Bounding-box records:
★ ★ ★ ★ ★
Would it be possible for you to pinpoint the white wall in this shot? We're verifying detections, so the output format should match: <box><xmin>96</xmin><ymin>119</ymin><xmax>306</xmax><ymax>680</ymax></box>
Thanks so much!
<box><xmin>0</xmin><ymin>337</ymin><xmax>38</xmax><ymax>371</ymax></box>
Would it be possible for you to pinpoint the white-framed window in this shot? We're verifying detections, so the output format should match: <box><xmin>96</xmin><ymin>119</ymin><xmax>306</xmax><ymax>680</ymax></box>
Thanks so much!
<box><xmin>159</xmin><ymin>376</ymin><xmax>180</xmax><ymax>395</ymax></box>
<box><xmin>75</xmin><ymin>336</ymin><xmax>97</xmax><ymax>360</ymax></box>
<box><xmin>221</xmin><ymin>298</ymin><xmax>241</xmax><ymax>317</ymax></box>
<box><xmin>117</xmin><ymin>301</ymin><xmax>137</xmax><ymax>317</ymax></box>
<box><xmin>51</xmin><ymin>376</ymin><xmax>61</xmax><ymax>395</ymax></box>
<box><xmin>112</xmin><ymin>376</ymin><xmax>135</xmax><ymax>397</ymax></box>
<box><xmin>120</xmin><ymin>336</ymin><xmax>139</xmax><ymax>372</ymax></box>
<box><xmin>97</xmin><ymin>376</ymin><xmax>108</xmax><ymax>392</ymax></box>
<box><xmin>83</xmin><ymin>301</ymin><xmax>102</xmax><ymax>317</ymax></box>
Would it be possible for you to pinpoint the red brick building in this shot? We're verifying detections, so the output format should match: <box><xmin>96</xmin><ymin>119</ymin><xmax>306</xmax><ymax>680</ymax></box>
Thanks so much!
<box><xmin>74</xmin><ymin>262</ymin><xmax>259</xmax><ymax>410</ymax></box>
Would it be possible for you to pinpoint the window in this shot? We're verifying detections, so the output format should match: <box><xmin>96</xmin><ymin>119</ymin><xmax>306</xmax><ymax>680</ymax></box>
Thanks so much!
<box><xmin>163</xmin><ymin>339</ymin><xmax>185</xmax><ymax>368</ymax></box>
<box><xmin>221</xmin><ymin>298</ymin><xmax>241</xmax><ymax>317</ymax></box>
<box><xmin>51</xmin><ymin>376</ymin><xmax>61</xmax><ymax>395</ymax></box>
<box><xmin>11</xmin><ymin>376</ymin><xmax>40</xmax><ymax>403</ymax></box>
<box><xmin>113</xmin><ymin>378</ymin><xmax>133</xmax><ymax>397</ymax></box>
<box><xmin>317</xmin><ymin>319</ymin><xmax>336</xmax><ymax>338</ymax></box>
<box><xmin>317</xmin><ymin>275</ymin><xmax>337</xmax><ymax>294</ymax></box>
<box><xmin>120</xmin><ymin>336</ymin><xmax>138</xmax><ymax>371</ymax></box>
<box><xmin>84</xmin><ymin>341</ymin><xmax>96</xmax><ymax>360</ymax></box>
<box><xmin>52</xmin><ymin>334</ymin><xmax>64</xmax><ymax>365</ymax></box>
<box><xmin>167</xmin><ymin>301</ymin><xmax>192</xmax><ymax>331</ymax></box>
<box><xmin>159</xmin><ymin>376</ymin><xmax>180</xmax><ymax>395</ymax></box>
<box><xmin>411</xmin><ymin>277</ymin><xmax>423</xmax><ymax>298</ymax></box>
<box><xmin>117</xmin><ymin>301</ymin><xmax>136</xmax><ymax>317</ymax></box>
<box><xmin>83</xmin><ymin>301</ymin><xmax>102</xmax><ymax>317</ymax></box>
★ ★ ★ ★ ★
● **TASK DIRECTIONS**: Find every line in the material above that contains the word "verifying", and copy each of those lines in full.

● **WRITTEN REPLY**:
Would it be possible for you to pinpoint the white wall in this shot? We're verifying detections, so the output format should match: <box><xmin>96</xmin><ymin>119</ymin><xmax>306</xmax><ymax>680</ymax></box>
Would it be possible for you to pinpoint the white-framed window in this shot? We're verifying detections, so the output format should match: <box><xmin>96</xmin><ymin>119</ymin><xmax>306</xmax><ymax>680</ymax></box>
Would it be possible for you to pinpoint the red brick building in this shot? We're verifying detections, so the output format should match: <box><xmin>96</xmin><ymin>119</ymin><xmax>306</xmax><ymax>680</ymax></box>
Would it be possible for you to pinpoint the window in this shot? We're verifying detections, so the output format should match: <box><xmin>96</xmin><ymin>119</ymin><xmax>306</xmax><ymax>680</ymax></box>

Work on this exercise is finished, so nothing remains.